Work instructions – Please put the lines into a Markdown table with the columns "Row" and "Line", one row per line with its row number, leaving out blank lines and pictures. Start with the line containing "red jacket --return=outline" and continue through the end of the records.

Raw records –
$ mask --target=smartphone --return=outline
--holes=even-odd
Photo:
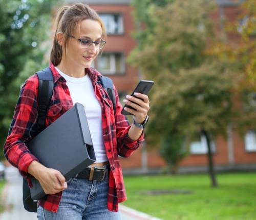
[[[133,93],[131,95],[132,96],[136,97],[136,96],[134,95],[135,92],[139,92],[140,93],[142,93],[144,94],[145,95],[147,95],[147,93],[148,93],[148,91],[150,90],[151,88],[152,88],[152,86],[153,86],[154,84],[154,81],[147,81],[147,80],[141,80],[139,82],[136,87],[135,88],[135,89],[134,90],[134,91],[133,92]],[[125,104],[123,107],[123,109],[122,109],[122,111],[121,111],[121,114],[124,115],[133,115],[133,114],[128,112],[124,110],[124,108],[125,107],[130,108],[133,110],[136,110],[136,109],[134,108],[133,108],[132,107]]]

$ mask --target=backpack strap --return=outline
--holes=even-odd
[[[54,82],[52,71],[49,67],[36,73],[38,77],[38,117],[37,127],[40,130],[45,127],[45,121],[47,109],[52,96]]]
[[[38,77],[38,93],[37,103],[38,104],[38,116],[36,123],[39,132],[45,128],[45,121],[47,109],[53,91],[53,77],[51,69],[47,68],[36,73]],[[28,182],[23,178],[23,205],[24,208],[29,212],[37,212],[37,202],[31,198],[30,189]]]
[[[105,91],[108,93],[111,101],[112,101],[114,112],[116,113],[116,98],[115,97],[115,91],[114,90],[114,86],[112,79],[108,77],[104,76],[100,76],[99,81],[101,84],[102,87]]]

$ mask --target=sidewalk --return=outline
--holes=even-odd
[[[13,167],[7,167],[6,178],[8,182],[2,196],[9,208],[0,214],[0,220],[36,220],[36,213],[27,212],[23,207],[22,178],[18,170]],[[124,206],[119,206],[122,220],[160,220]]]

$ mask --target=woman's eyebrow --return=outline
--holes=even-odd
[[[82,36],[81,37],[82,38],[87,38],[87,39],[92,39],[92,38],[89,36]],[[98,40],[98,39],[101,39],[101,37],[99,37],[98,38],[96,39],[96,41],[97,40]]]

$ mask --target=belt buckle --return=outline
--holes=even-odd
[[[95,171],[96,170],[104,170],[104,173],[103,174],[102,178],[101,178],[101,179],[99,179],[98,181],[102,181],[105,178],[105,175],[106,175],[106,169],[105,167],[95,167],[94,168]]]

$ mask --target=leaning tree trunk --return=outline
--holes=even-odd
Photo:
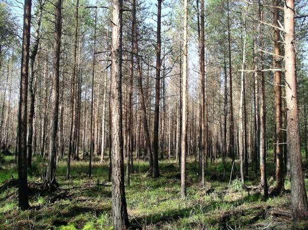
[[[133,17],[133,23],[136,23],[135,14]],[[144,137],[145,139],[145,147],[146,152],[148,157],[150,174],[152,174],[153,170],[153,157],[152,156],[152,150],[151,149],[151,143],[150,140],[148,128],[147,126],[147,119],[146,118],[146,109],[145,108],[145,103],[144,102],[144,96],[143,94],[143,89],[142,88],[142,76],[141,75],[141,70],[140,66],[139,57],[138,54],[138,33],[137,33],[137,26],[134,27],[135,36],[134,36],[134,53],[136,55],[136,63],[137,64],[137,78],[138,79],[138,86],[139,88],[139,93],[140,100],[141,102],[141,107],[142,112],[142,122],[143,123],[143,129],[144,131]]]
[[[284,6],[284,38],[287,142],[290,156],[291,203],[294,219],[307,217],[307,194],[301,166],[294,47],[294,0],[286,0]]]
[[[24,27],[20,74],[20,93],[17,132],[18,158],[18,206],[25,210],[29,208],[28,172],[27,170],[27,100],[31,25],[31,1],[25,0]]]
[[[112,145],[112,214],[114,229],[126,229],[128,216],[124,188],[122,108],[122,1],[114,0],[112,17],[112,71],[111,82]]]
[[[56,26],[54,43],[54,57],[53,65],[53,87],[52,90],[53,112],[50,150],[48,156],[48,166],[43,187],[50,188],[53,185],[58,185],[56,182],[56,165],[57,158],[57,135],[58,133],[59,105],[59,75],[60,65],[60,47],[61,44],[62,0],[57,0],[56,5]]]

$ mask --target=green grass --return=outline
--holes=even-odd
[[[10,179],[11,175],[17,177],[16,168],[11,160],[6,159],[0,170],[1,184]],[[17,208],[16,188],[1,192],[0,229],[112,229],[108,163],[105,162],[101,164],[98,161],[96,158],[92,165],[91,179],[87,174],[88,163],[73,161],[69,180],[65,178],[66,163],[59,162],[56,173],[57,182],[60,185],[59,189],[53,193],[31,195],[30,204],[34,208],[29,210],[22,211]],[[196,164],[192,159],[188,161],[187,196],[185,199],[180,198],[180,174],[174,161],[160,162],[161,176],[156,179],[147,175],[147,162],[134,162],[135,173],[131,175],[130,185],[125,187],[128,212],[132,222],[138,223],[144,228],[146,226],[147,229],[213,230],[226,229],[226,224],[233,229],[250,229],[255,228],[251,224],[259,222],[275,226],[281,221],[267,216],[250,223],[250,220],[260,211],[261,206],[289,208],[289,194],[271,198],[264,202],[260,193],[250,192],[248,195],[241,189],[238,179],[232,181],[230,187],[227,188],[231,170],[230,162],[227,163],[225,180],[223,180],[221,161],[209,164],[206,178],[208,186],[212,189],[206,192],[208,189],[200,187],[198,182]],[[41,169],[45,164],[40,158],[34,159],[29,177],[30,187],[41,182]],[[236,168],[239,168],[238,163]],[[274,164],[270,162],[269,179],[273,169]],[[253,175],[250,168],[249,175]],[[259,184],[259,176],[250,178],[252,179],[246,182],[246,185]],[[286,188],[289,189],[289,181],[286,180]],[[61,193],[66,196],[54,202],[49,202],[50,197]],[[241,214],[242,213],[244,214]],[[289,228],[289,221],[284,224],[285,229]],[[305,224],[302,223],[303,226]]]

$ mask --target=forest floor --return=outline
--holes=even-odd
[[[71,179],[67,180],[66,163],[59,162],[56,178],[60,187],[50,192],[40,190],[43,163],[34,157],[33,168],[29,172],[31,209],[21,211],[17,208],[17,181],[12,179],[17,178],[14,157],[5,157],[0,165],[0,229],[113,229],[108,162],[101,164],[98,157],[95,160],[91,179],[87,174],[88,162],[73,161]],[[147,162],[134,162],[135,172],[131,175],[130,185],[125,187],[133,229],[292,228],[289,217],[274,214],[275,210],[290,210],[289,192],[263,201],[260,177],[254,175],[250,168],[246,181],[249,194],[237,178],[228,187],[230,161],[224,180],[222,164],[209,163],[207,184],[202,188],[197,181],[197,165],[192,159],[188,162],[185,199],[180,198],[180,174],[175,161],[160,162],[161,176],[156,179],[149,177]],[[270,159],[268,162],[269,185],[274,186],[275,181],[271,176],[274,164]],[[237,163],[236,168],[239,168]],[[308,190],[308,180],[305,180]],[[285,186],[290,189],[289,181]],[[308,222],[298,223],[297,228],[308,229]]]

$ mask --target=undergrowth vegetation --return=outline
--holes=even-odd
[[[257,188],[251,189],[248,193],[237,177],[237,163],[235,177],[229,187],[231,166],[228,165],[224,178],[221,162],[209,164],[206,186],[202,188],[198,182],[195,163],[193,159],[188,161],[185,199],[180,198],[180,173],[174,161],[161,162],[161,176],[156,179],[149,176],[147,163],[134,162],[134,173],[131,175],[130,185],[125,187],[133,229],[286,229],[291,227],[290,219],[272,216],[270,211],[273,208],[290,208],[288,192],[264,201],[261,190],[258,189],[259,177],[251,177],[246,185]],[[31,208],[23,211],[17,208],[17,183],[9,183],[13,180],[12,178],[17,178],[14,159],[6,157],[0,169],[0,229],[112,229],[111,183],[108,181],[107,162],[102,164],[94,162],[92,176],[89,179],[88,163],[74,161],[69,180],[65,179],[66,163],[58,162],[56,178],[60,187],[53,191],[40,190],[41,169],[44,164],[39,157],[34,158],[29,174]],[[269,184],[274,186],[275,181],[270,179],[274,169],[271,164],[268,167]],[[249,168],[249,175],[253,173]],[[288,180],[285,185],[286,189],[289,189]],[[297,226],[303,228],[307,223],[300,222]]]

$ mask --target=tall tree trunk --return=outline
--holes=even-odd
[[[279,5],[279,0],[274,1],[274,25],[279,27],[278,19],[279,12],[277,7]],[[275,68],[280,68],[280,59],[281,57],[280,49],[279,30],[273,29],[274,56],[273,62]],[[276,127],[276,189],[280,192],[284,188],[284,177],[283,175],[283,160],[282,155],[282,139],[281,138],[281,128],[282,119],[281,117],[281,73],[279,70],[274,72],[274,94],[275,102],[275,120]]]
[[[160,102],[161,93],[161,20],[162,15],[162,0],[157,2],[157,30],[156,34],[156,78],[155,81],[155,106],[154,109],[154,129],[153,134],[153,170],[152,177],[159,176],[158,166],[158,139],[160,121]]]
[[[48,88],[47,78],[48,77],[48,54],[46,54],[46,57],[44,62],[44,93],[43,96],[43,105],[42,108],[42,121],[41,125],[41,136],[40,143],[41,156],[44,157],[45,155],[45,145],[46,140],[46,128],[47,126],[47,91]]]
[[[188,0],[184,0],[184,45],[183,46],[183,79],[182,81],[182,140],[181,141],[181,197],[186,196],[186,98],[187,83],[188,66],[187,63],[187,6]]]
[[[25,0],[24,25],[20,74],[20,93],[18,106],[18,206],[25,210],[29,208],[28,172],[27,170],[27,102],[31,25],[30,0]]]
[[[228,28],[228,47],[229,50],[229,76],[230,82],[230,155],[232,159],[232,162],[235,160],[235,152],[234,151],[234,122],[233,120],[233,102],[232,99],[232,66],[231,62],[231,31],[230,23],[230,8],[229,0],[227,1],[227,26]]]
[[[62,0],[57,0],[55,9],[55,30],[54,43],[54,57],[53,65],[53,87],[52,90],[53,112],[52,113],[52,127],[50,149],[48,157],[48,166],[43,186],[49,187],[58,185],[56,182],[56,164],[57,158],[57,135],[59,105],[59,75],[60,64],[60,47],[61,44]]]
[[[115,4],[115,1],[114,1],[114,4]],[[121,0],[120,0],[121,1]],[[122,4],[122,3],[121,3]],[[94,73],[94,67],[95,62],[95,50],[96,45],[96,21],[97,17],[97,8],[95,8],[95,26],[94,31],[94,47],[93,51],[93,62],[92,64],[92,90],[91,91],[91,115],[90,116],[90,119],[91,121],[90,122],[90,155],[89,156],[89,177],[91,177],[92,175],[92,157],[93,156],[93,152],[94,152],[94,128],[93,127],[93,113],[94,112],[94,106],[93,106],[93,93],[94,93],[94,79],[95,76]],[[122,54],[121,54],[122,55]]]
[[[308,216],[307,194],[301,166],[294,47],[294,0],[284,5],[284,38],[287,142],[290,156],[291,203],[292,217],[304,219]]]
[[[136,15],[133,16],[133,22],[135,24]],[[139,88],[139,93],[140,101],[141,102],[141,107],[142,111],[142,123],[143,123],[143,129],[144,131],[144,138],[145,139],[145,147],[146,152],[148,157],[150,172],[152,174],[153,170],[153,157],[152,156],[152,150],[151,149],[151,143],[147,126],[147,119],[146,118],[146,109],[145,108],[145,103],[144,102],[144,96],[143,94],[143,89],[142,88],[142,76],[141,75],[141,70],[140,66],[139,57],[138,54],[138,33],[137,32],[137,25],[135,24],[134,27],[135,36],[134,37],[134,53],[136,55],[136,63],[137,64],[137,78],[138,79],[138,86]]]
[[[261,0],[259,1],[259,21],[263,21],[263,7],[262,6]],[[259,25],[259,48],[262,50],[263,47],[262,24]],[[259,54],[260,62],[261,65],[260,76],[261,79],[260,97],[260,172],[261,177],[261,185],[263,188],[263,196],[265,199],[268,196],[268,188],[267,180],[266,178],[266,115],[265,115],[265,87],[264,80],[264,72],[263,70],[263,53],[260,52]]]
[[[112,145],[112,214],[114,229],[126,229],[128,216],[124,188],[122,108],[122,1],[114,0],[112,17],[112,71],[111,82]]]
[[[27,158],[28,167],[32,168],[32,142],[33,136],[33,118],[34,117],[34,104],[35,103],[35,94],[36,91],[36,81],[34,80],[34,62],[39,43],[39,30],[40,28],[41,21],[42,16],[43,6],[41,1],[37,2],[38,6],[38,12],[37,13],[37,23],[34,36],[35,40],[31,49],[31,55],[30,56],[30,79],[29,80],[29,94],[30,95],[30,109],[29,110],[29,117],[28,118],[28,139],[27,140]],[[35,82],[34,82],[34,81]],[[34,84],[34,85],[33,85]]]
[[[254,174],[256,175],[258,171],[258,158],[259,154],[259,142],[260,142],[260,113],[259,113],[259,74],[258,72],[258,55],[256,53],[256,42],[253,42],[253,75],[252,79],[253,80],[253,110],[254,111],[254,143],[253,157],[252,162],[252,168],[254,172]]]
[[[245,16],[244,16],[245,17]],[[243,185],[245,185],[245,169],[244,168],[245,165],[245,159],[244,159],[244,152],[246,150],[246,147],[244,145],[245,144],[244,141],[244,119],[245,117],[243,118],[243,114],[245,115],[244,113],[244,106],[243,102],[244,101],[244,98],[245,94],[244,91],[245,90],[245,69],[246,68],[246,18],[244,19],[244,38],[242,38],[242,69],[241,71],[241,92],[240,92],[240,112],[239,112],[239,156],[240,156],[240,174],[241,174],[241,180]]]
[[[104,88],[104,96],[102,98],[102,112],[101,114],[101,136],[100,145],[100,163],[104,161],[105,151],[105,113],[106,111],[106,93],[107,91],[107,75],[108,69],[106,69],[106,76],[104,82],[103,87]]]

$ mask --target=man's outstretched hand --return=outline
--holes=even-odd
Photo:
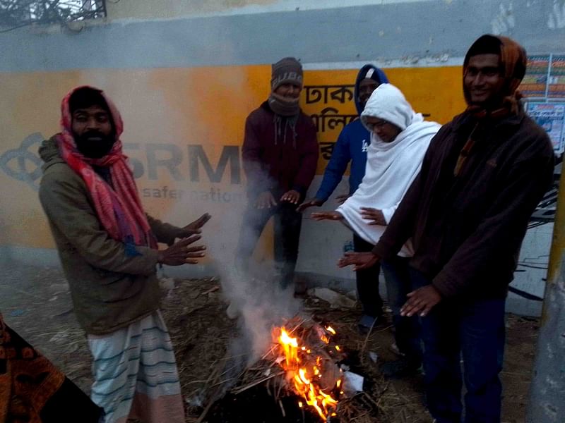
[[[441,301],[441,294],[433,285],[427,285],[412,291],[407,295],[408,300],[400,309],[400,316],[408,317],[414,314],[426,316],[432,307]]]
[[[191,222],[182,228],[182,231],[179,234],[179,238],[187,238],[191,235],[201,233],[202,227],[206,224],[206,222],[212,219],[212,216],[209,213],[204,213],[202,216]]]
[[[339,212],[316,212],[310,215],[315,221],[322,220],[341,220],[343,215]]]
[[[363,270],[372,267],[379,262],[379,256],[368,252],[346,252],[338,262],[338,267],[353,266],[353,270]]]
[[[343,204],[344,202],[347,201],[347,199],[351,197],[349,194],[342,194],[341,195],[338,195],[335,197],[335,201],[338,202],[338,204]]]
[[[180,266],[182,264],[196,264],[198,259],[204,257],[206,247],[204,245],[189,247],[200,238],[199,235],[194,235],[175,243],[166,250],[160,250],[157,261],[167,266]]]

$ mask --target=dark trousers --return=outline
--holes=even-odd
[[[396,346],[406,358],[420,363],[422,362],[422,345],[418,317],[400,316],[400,308],[408,299],[407,295],[412,290],[410,260],[410,257],[396,256],[390,260],[383,260],[381,266],[386,283],[388,306],[393,312]]]
[[[374,245],[363,238],[353,235],[353,250],[356,252],[372,251]],[[379,293],[379,264],[370,269],[355,272],[357,284],[357,295],[363,306],[363,313],[372,317],[379,317],[383,314],[383,300]]]
[[[273,216],[275,221],[275,265],[279,283],[282,288],[293,283],[302,225],[302,214],[296,211],[296,204],[280,202],[270,209],[247,208],[244,214],[237,252],[237,264],[242,270],[249,271],[249,259],[257,240]]]
[[[412,286],[429,284],[411,269]],[[460,357],[465,422],[499,423],[505,300],[446,300],[420,319],[428,408],[438,423],[461,422]]]

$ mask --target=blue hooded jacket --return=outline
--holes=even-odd
[[[359,85],[367,78],[367,73],[373,70],[369,77],[379,84],[388,82],[384,72],[373,65],[365,65],[357,74],[355,80],[355,102],[357,113],[361,114],[362,106],[359,103]],[[355,119],[346,125],[340,133],[338,140],[333,146],[331,158],[323,173],[320,189],[316,194],[316,198],[325,202],[331,195],[335,187],[341,181],[343,173],[351,161],[351,172],[349,178],[350,195],[355,192],[365,175],[365,163],[367,162],[367,149],[371,142],[369,131],[365,129],[360,119]]]

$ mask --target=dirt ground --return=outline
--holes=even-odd
[[[88,393],[90,357],[61,271],[4,266],[0,271],[0,312],[6,323]],[[376,328],[366,339],[356,330],[359,309],[331,309],[325,302],[312,298],[304,300],[304,307],[315,317],[331,321],[345,348],[367,355],[376,352],[380,362],[394,358],[389,349],[390,326]],[[222,365],[226,347],[237,334],[236,325],[226,316],[219,281],[214,279],[177,281],[162,309],[189,412],[186,421],[194,422],[202,412],[198,403],[210,388],[210,374]],[[521,423],[525,421],[538,322],[509,314],[506,326],[502,421]],[[387,381],[379,374],[376,364],[367,371],[379,396],[379,412],[374,422],[431,422],[422,405],[421,376]]]

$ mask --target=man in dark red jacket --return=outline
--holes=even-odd
[[[483,35],[471,46],[468,109],[432,140],[372,252],[340,262],[363,269],[412,238],[414,290],[401,313],[421,317],[427,405],[438,423],[461,421],[461,355],[465,423],[500,422],[506,295],[554,160],[547,135],[519,102],[525,67],[523,48],[505,37]]]
[[[239,235],[237,262],[247,271],[258,237],[275,218],[275,262],[280,283],[294,282],[304,200],[318,162],[316,128],[298,104],[302,66],[292,57],[273,65],[271,92],[245,123],[243,167],[249,207]]]

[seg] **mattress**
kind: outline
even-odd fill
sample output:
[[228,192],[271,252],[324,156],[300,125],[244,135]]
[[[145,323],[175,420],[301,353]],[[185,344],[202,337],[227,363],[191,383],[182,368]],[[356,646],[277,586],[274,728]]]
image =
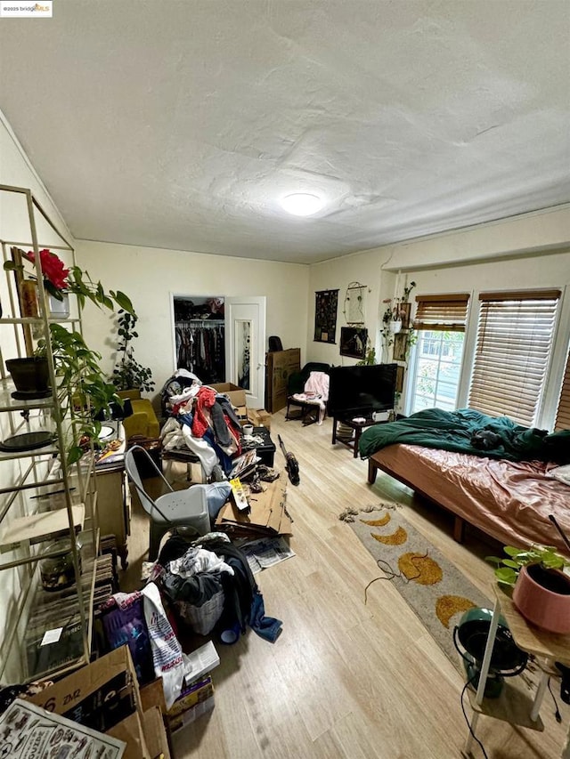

Answer to this task –
| Row | Line |
|---|---|
| 1 | $ mask --target=man in dark red jacket --return=outline |
| 2 | --holes=even-odd |
| 3 | [[[483,35],[471,46],[468,109],[432,140],[372,252],[340,262],[363,269],[412,238],[414,290],[401,313],[421,317],[427,405],[438,423],[461,421],[461,355],[465,423],[500,422],[506,295],[554,160],[547,135],[519,102],[525,67],[523,48],[505,37]]] |
| 4 | [[[239,235],[237,262],[247,271],[258,237],[275,218],[275,262],[280,283],[294,282],[304,200],[318,162],[316,128],[298,104],[302,66],[292,57],[273,65],[271,92],[245,123],[243,167],[249,207]]] |
| 5 | [seg] **mattress** |
| 6 | kind: outline |
| 7 | even-odd fill |
| 8 | sample output: |
| 9 | [[228,192],[271,252],[324,156],[300,125],[244,135]] |
| 10 | [[[145,323],[175,420],[301,353]],[[185,344],[202,337],[227,363],[191,383],[182,368]],[[356,646],[277,586],[274,728]]] |
| 11 | image = |